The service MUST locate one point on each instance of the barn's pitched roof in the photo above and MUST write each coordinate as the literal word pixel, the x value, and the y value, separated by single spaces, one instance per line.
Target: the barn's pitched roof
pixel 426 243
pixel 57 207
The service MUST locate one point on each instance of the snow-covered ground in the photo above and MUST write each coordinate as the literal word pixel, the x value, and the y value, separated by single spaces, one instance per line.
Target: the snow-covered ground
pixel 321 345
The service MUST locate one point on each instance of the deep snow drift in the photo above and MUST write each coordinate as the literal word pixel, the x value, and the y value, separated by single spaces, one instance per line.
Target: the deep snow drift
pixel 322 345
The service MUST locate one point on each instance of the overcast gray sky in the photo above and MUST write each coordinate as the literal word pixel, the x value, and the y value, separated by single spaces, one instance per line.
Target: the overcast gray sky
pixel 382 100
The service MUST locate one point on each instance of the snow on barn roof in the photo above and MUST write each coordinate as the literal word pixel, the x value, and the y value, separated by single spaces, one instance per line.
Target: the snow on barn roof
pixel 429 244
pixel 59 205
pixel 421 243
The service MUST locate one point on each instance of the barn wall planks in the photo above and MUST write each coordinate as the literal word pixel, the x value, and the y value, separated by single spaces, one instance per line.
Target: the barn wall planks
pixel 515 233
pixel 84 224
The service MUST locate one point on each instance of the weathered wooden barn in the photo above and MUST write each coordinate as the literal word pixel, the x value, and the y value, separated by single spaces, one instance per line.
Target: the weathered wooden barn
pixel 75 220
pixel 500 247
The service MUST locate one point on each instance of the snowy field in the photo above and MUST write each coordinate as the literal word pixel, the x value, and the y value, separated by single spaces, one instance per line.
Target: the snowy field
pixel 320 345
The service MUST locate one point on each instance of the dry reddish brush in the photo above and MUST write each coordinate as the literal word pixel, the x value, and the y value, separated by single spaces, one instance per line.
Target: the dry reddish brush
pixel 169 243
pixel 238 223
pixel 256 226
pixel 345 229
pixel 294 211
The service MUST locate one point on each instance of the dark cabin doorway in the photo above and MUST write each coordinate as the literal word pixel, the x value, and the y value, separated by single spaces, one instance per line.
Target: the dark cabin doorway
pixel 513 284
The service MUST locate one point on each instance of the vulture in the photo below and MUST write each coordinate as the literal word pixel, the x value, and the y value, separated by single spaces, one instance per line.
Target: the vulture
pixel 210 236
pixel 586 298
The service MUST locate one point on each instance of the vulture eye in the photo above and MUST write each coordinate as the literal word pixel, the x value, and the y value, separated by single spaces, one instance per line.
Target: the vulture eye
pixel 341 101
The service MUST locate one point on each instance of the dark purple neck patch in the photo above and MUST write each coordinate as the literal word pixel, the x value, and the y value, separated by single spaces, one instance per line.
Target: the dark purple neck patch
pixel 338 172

**OBJECTIVE**
Copy the lines of the listing above exactly, from the line containing "of the overcast" through the line containing "pixel 382 100", both included.

**WORKED ANSWER**
The service MUST locate one point on each instance of the overcast gray sky in the photo above and MUST write each coordinate as the literal word pixel, the x value, and the y value, separated by single spaces, one instance per line.
Target: the overcast gray sky
pixel 382 100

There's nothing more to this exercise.